▸ Task to carry out
A word-for-word restatement of the data is what is needed.

*** Data to process

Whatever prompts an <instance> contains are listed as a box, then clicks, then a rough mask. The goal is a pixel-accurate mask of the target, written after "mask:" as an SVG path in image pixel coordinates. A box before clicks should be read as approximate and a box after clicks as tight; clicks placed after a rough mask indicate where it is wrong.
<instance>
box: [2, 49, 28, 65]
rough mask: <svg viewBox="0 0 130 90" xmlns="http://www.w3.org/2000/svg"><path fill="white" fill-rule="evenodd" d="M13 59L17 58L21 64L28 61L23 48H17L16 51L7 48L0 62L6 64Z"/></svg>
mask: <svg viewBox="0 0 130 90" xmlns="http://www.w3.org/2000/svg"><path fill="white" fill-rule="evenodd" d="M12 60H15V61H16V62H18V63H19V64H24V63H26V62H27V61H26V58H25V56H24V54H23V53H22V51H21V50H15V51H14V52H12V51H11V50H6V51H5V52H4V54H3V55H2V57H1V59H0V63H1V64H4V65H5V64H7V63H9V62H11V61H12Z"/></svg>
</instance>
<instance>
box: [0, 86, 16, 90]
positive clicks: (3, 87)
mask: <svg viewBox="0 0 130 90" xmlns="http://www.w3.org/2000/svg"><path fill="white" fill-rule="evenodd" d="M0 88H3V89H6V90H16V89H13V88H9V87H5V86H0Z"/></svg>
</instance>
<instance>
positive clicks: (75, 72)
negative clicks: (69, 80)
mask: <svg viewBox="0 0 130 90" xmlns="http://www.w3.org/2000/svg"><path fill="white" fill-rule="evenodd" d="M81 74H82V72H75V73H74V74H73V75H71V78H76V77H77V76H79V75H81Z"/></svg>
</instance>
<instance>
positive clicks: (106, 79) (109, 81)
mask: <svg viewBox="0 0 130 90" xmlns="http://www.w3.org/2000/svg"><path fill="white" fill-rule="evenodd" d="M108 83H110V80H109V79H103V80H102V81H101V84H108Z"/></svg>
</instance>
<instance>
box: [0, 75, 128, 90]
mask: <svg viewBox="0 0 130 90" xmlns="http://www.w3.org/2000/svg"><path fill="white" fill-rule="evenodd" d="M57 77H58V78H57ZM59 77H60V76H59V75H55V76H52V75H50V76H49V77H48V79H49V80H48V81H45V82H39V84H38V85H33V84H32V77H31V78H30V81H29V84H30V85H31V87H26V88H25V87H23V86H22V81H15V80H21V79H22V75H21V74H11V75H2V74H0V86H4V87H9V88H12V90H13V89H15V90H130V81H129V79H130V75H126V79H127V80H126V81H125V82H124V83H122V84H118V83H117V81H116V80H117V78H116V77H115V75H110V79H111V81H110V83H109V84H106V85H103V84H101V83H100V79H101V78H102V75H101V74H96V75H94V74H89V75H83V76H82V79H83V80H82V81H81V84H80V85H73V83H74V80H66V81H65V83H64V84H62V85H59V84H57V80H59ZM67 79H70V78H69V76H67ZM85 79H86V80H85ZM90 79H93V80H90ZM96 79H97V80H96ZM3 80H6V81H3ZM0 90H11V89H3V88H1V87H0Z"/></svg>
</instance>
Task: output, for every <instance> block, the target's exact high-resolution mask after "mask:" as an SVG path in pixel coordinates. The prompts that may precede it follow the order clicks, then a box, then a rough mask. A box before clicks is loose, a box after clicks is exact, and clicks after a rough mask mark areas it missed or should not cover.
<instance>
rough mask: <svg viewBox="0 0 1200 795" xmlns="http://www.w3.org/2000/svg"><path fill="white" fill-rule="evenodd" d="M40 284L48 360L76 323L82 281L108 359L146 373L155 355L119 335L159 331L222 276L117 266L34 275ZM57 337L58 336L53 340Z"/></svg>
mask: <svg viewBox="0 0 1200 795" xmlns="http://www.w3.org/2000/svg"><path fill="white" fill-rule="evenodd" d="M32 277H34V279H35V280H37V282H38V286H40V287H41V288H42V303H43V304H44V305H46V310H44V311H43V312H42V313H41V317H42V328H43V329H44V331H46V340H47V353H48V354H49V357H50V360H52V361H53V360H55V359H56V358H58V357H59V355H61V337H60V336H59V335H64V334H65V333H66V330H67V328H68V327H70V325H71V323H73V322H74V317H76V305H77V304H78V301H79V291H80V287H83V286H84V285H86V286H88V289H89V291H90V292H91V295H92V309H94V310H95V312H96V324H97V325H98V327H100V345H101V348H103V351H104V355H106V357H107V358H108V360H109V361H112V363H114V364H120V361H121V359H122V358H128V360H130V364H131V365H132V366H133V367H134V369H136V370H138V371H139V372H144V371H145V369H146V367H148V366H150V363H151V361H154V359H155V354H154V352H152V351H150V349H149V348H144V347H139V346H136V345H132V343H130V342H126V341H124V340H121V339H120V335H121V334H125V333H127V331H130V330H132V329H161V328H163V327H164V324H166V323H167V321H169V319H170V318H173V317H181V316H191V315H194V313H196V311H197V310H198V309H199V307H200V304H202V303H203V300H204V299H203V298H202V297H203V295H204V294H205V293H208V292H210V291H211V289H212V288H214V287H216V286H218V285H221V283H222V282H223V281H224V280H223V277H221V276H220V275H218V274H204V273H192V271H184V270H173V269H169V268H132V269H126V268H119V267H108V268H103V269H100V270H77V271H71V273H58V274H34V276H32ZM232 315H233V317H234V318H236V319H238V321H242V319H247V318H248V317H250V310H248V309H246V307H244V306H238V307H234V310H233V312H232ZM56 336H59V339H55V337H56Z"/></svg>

******

▸ Written answer
Whatever prompts an <instance> contains are listed as a box, then clicks, then a rough mask. The goal is a pixel-accurate mask of the target, written after "mask:" as an SVG path in image pixel coordinates. A box before clicks should be read as approximate and a box after clicks as tight; clicks placed after a rough mask indicate where it is wrong.
<instance>
box: [2, 49, 28, 65]
rough mask: <svg viewBox="0 0 130 90" xmlns="http://www.w3.org/2000/svg"><path fill="white" fill-rule="evenodd" d="M13 59L17 58L21 64L28 61L23 48H17L16 51L7 48L0 62L6 64Z"/></svg>
mask: <svg viewBox="0 0 130 90" xmlns="http://www.w3.org/2000/svg"><path fill="white" fill-rule="evenodd" d="M12 60H15V61H16V62H18V63H19V64H24V63H26V62H27V61H26V58H25V56H24V54H23V53H22V51H21V50H15V51H14V52H12V51H11V50H6V51H5V52H4V54H3V55H2V57H1V59H0V63H1V64H4V65H5V64H7V63H9V62H11V61H12Z"/></svg>
</instance>
<instance>
box: [0, 86, 16, 90]
positive clicks: (3, 87)
mask: <svg viewBox="0 0 130 90" xmlns="http://www.w3.org/2000/svg"><path fill="white" fill-rule="evenodd" d="M0 88H3V89H6V90H16V89H13V88H9V87H5V86H0Z"/></svg>
</instance>
<instance>
positive clicks: (75, 72)
negative clicks: (69, 80)
mask: <svg viewBox="0 0 130 90" xmlns="http://www.w3.org/2000/svg"><path fill="white" fill-rule="evenodd" d="M81 74H82V72H75V73H74V74H73V75H71V78H76V77H77V76H79V75H81Z"/></svg>
</instance>
<instance>
positive clicks: (106, 79) (109, 81)
mask: <svg viewBox="0 0 130 90" xmlns="http://www.w3.org/2000/svg"><path fill="white" fill-rule="evenodd" d="M108 83H110V80H109V79H103V80H102V81H101V84H108Z"/></svg>
</instance>
<instance>
box: [0, 75, 128, 90]
mask: <svg viewBox="0 0 130 90" xmlns="http://www.w3.org/2000/svg"><path fill="white" fill-rule="evenodd" d="M57 77H58V78H57ZM59 77H60V76H59V75H55V76H52V75H50V76H49V77H48V79H49V80H48V81H45V82H39V84H38V85H33V84H32V77H31V78H30V81H29V84H30V85H31V87H26V88H25V87H23V86H22V81H15V80H21V79H22V75H21V74H11V75H2V74H0V86H4V87H9V88H12V90H13V89H15V90H130V81H129V79H130V75H126V79H127V80H126V81H125V82H124V83H122V84H118V83H117V81H116V80H117V78H116V77H115V75H110V79H111V81H110V83H109V84H106V85H103V84H101V83H100V79H101V78H102V75H101V74H96V75H94V74H89V75H83V76H82V79H83V80H82V81H81V84H80V85H73V83H74V80H66V81H65V83H64V84H62V85H59V84H57V80H59ZM67 79H70V78H69V76H67ZM85 79H86V80H85ZM90 79H93V80H90ZM96 79H97V80H96ZM3 80H6V81H3ZM0 90H11V89H3V88H1V87H0Z"/></svg>
</instance>
Task: output, for every <instance> block, the target's exact high-resolution mask after "mask:" as an SVG path in pixel coordinates. The prompts that may precede it follow the order clicks, then a box, then a rough mask. A box before clicks is loose, a box after clicks is exact, and clicks after a rough mask mark areas it missed or should not cover.
<instance>
rough mask: <svg viewBox="0 0 1200 795" xmlns="http://www.w3.org/2000/svg"><path fill="white" fill-rule="evenodd" d="M40 284L48 360L76 323L82 281L108 359L146 373L155 355L119 335L159 331L222 276L117 266L34 275ZM57 337L58 336L53 340Z"/></svg>
mask: <svg viewBox="0 0 1200 795" xmlns="http://www.w3.org/2000/svg"><path fill="white" fill-rule="evenodd" d="M32 277H34V279H35V280H37V282H38V286H40V287H41V288H42V303H43V304H44V305H46V310H44V311H43V312H42V313H41V317H42V328H43V329H44V331H46V340H47V353H48V354H49V357H50V360H52V361H53V360H55V359H56V358H58V357H59V355H61V337H60V336H59V335H64V334H65V333H66V330H67V328H68V327H70V325H71V323H73V322H74V317H76V305H77V304H78V301H79V291H80V287H83V286H84V285H86V286H88V289H89V291H90V292H91V295H92V309H94V310H95V312H96V324H97V325H98V327H100V345H101V348H103V351H104V355H106V357H107V358H108V360H109V361H112V363H114V364H120V361H121V359H122V358H128V360H130V364H131V365H132V366H133V367H134V369H136V370H138V371H139V372H144V371H145V369H146V367H148V366H150V363H151V361H154V359H155V354H154V352H152V351H150V349H149V348H144V347H139V346H136V345H132V343H130V342H126V341H124V340H121V339H120V335H121V334H125V333H127V331H130V330H132V329H161V328H163V327H164V324H166V323H167V321H169V319H170V318H173V317H181V316H191V315H194V313H196V311H197V310H198V309H199V307H200V304H202V303H203V300H204V299H203V298H202V297H203V295H204V294H205V293H208V292H210V291H211V289H212V288H214V287H216V286H218V285H221V283H222V282H223V281H224V280H223V277H221V276H220V275H218V274H204V273H192V271H184V270H173V269H169V268H132V269H126V268H119V267H108V268H103V269H100V270H77V271H71V273H58V274H34V276H32ZM232 315H233V317H234V318H236V319H238V321H242V319H247V318H248V317H250V310H248V309H246V307H244V306H238V307H234V310H233V312H232ZM56 336H59V339H55V337H56Z"/></svg>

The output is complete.